INFORMATION SUPPLIED -
☆ ☆ ☆

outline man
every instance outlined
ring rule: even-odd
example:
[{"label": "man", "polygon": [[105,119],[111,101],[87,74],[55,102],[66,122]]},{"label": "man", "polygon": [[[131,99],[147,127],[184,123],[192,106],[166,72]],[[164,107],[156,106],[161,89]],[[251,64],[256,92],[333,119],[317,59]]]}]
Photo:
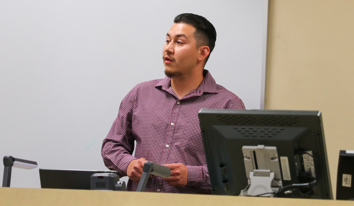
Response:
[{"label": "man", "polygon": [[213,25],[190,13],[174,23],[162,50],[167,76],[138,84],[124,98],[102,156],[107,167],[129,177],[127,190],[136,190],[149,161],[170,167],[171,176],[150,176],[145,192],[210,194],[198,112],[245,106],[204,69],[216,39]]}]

☆ ☆ ☆

WHAT TO PRODUCE - Can you copy the material above word for word, leaving out the pictures?

THE ANSWER -
outline man
every instance outlined
ring rule: even-odd
example:
[{"label": "man", "polygon": [[105,119],[111,101],[87,74],[55,102],[66,122]]},{"label": "man", "polygon": [[[131,99],[147,127],[184,123],[192,106],[166,72]],[[164,107],[156,106],[161,89]],[[251,64],[256,92],[333,119],[317,59]]]}]
Photo:
Response:
[{"label": "man", "polygon": [[213,25],[190,13],[174,23],[162,50],[167,76],[138,84],[124,98],[102,156],[107,167],[129,177],[127,190],[136,190],[149,161],[170,167],[171,176],[150,176],[145,192],[210,194],[198,112],[245,106],[204,69],[216,39]]}]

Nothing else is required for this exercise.